▶ **WHAT IS NEEDED**
Write out the passage of the post below on the effects of the Pill, from "I was in college" up to and including "by the smell!". Reproduce its wording precisely.

▶ **EXCERPT**

──────────────────────────────

Saturday, January 30, 2010

Interesting effects of the Pill

I was in college when I first heard about the sweaty t-shirt research. Our immunology professor was teaching us about MHC genes, which code for proteins that present foreign antigens to immune cells as part of protecting our bodies from invading viruses and such. Theoretically it's advantageous to procreate with someone whose MHC genes are dissimilar from yours, to give your children a robustly diverse set of immune genes with which they can tackle a greater variety of potential threats.

So, scientists had a group of men wear t-shirts for a while, and then they gave the shirts to women to smell. The women picked out the men they thought they'd be attracted to, based only on their scent. And it turned out they'd picked men with dissimilar MHC genes to their own. Isn't that crazy? They could tell by the smell!

Well, more recently I found out what happened when those same women starting dosing themselves with the hormones in the birth control pill. They began to pick the wrong men:

After taking the pill, women shifted toward preferring genetically similar men. Women who did not take the pill slightly increased their preference for genetically different men....

The question, of course, is what happens when a woman taking birth control pills marries a man to whom she's attracted -- and then stops taking the pill.

Herz says marriage counselors who have never heard about these studies tell her that the No. 1 complaint among women no longer sexually interested in their husbands is that they can no longer stand how he smells.

And women aren't the only ones influenced in this way. Men are more attracted to women who are ovulating, and the scent of them triggers a testosterone surge. Pill users don't get that invisible pheromonal advantage in the middle of the month, since the Pill stops ovulation. This has a bearing on the next article too, in which a scientist speculates that the Pill is responsible for the shift from the masculine movie stars of the sixties to the baby-faced stars of today. Women prefer more masculine-looking men when they're ovulating, so it's a reasonable theory that a nation with more Pill usage and fewer ovulating women would begin to prefer less masculine-looking movie stars. I wonder if that's also why beards have fallen so far out of fashion?

Even the environment is affected by all this. Male fish in our rivers are becoming feminized, and studies have linked this to all the female hormones in the Pill that eventually seep into the water supply. Which leads to a disturbing question: if all the extra estrogen does that to male fish, what is it doing to male humans? According to research I remember but am too lazy to look up, infertility is a much greater problem than it used to be, even after accounting for the higher average age of marriage, and the human male sperm count has been dropping for decades.

──────────────────────────────

▶ **GIVEN INFORMATION**
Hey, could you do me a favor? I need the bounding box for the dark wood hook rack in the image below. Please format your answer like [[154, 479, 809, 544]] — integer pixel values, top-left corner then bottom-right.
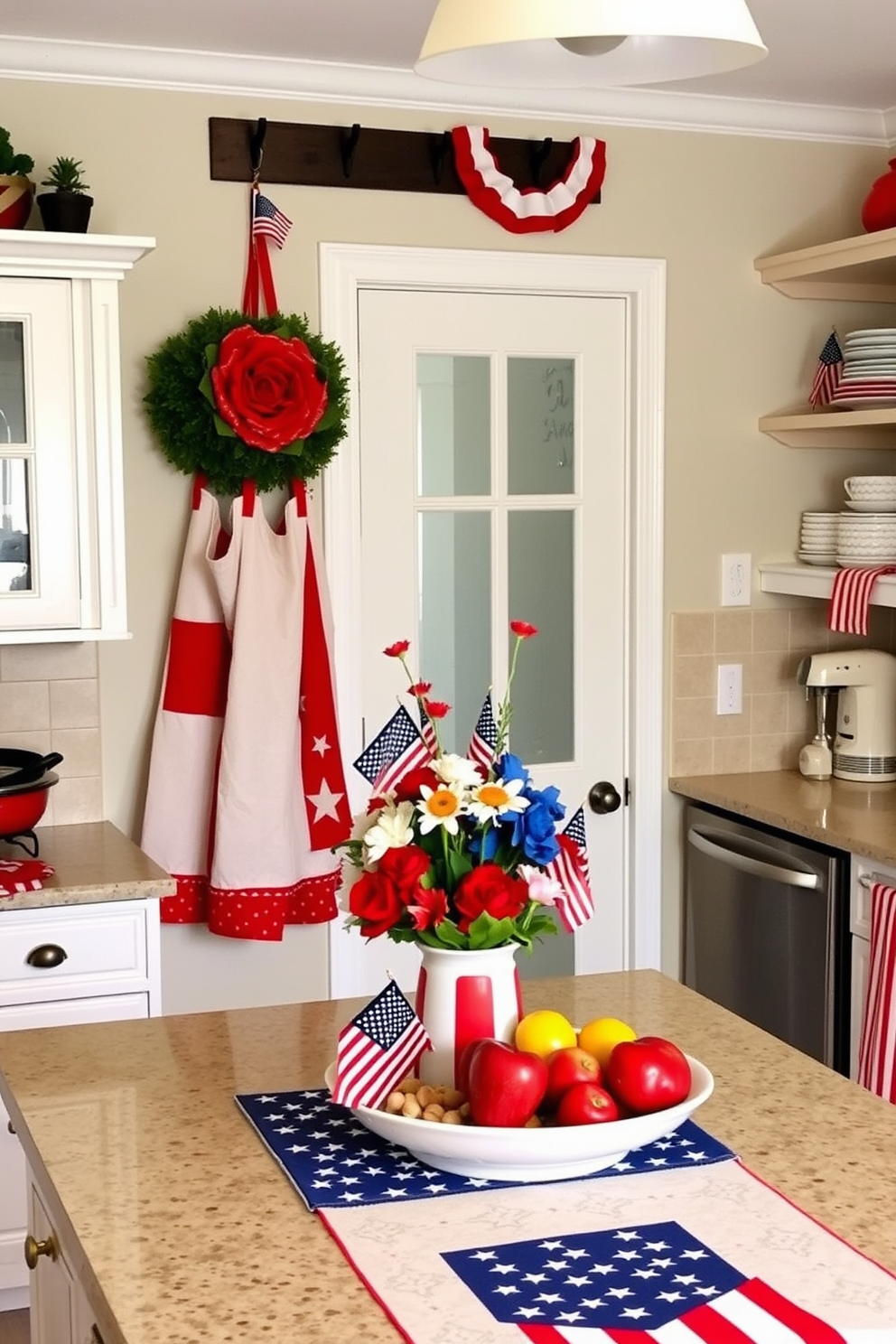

──────────────────────────────

▶ **WRITTEN SOLUTION**
I was in college when I first heard about the sweaty t-shirt research. Our immunology professor was teaching us about MHC genes, which code for proteins that present foreign antigens to immune cells as part of protecting our bodies from invading viruses and such. Theoretically it's advantageous to procreate with someone whose MHC genes are dissimilar from yours, to give your children a robustly diverse set of immune genes with which they can tackle a greater variety of potential threats.

So, scientists had a group of men wear t-shirts for a while, and then they gave the shirts to women to smell. The women picked out the men they thought they'd be attracted to, based only on their scent. And it turned out they'd picked men with dissimilar MHC genes to their own. Isn't that crazy? They could tell by the smell!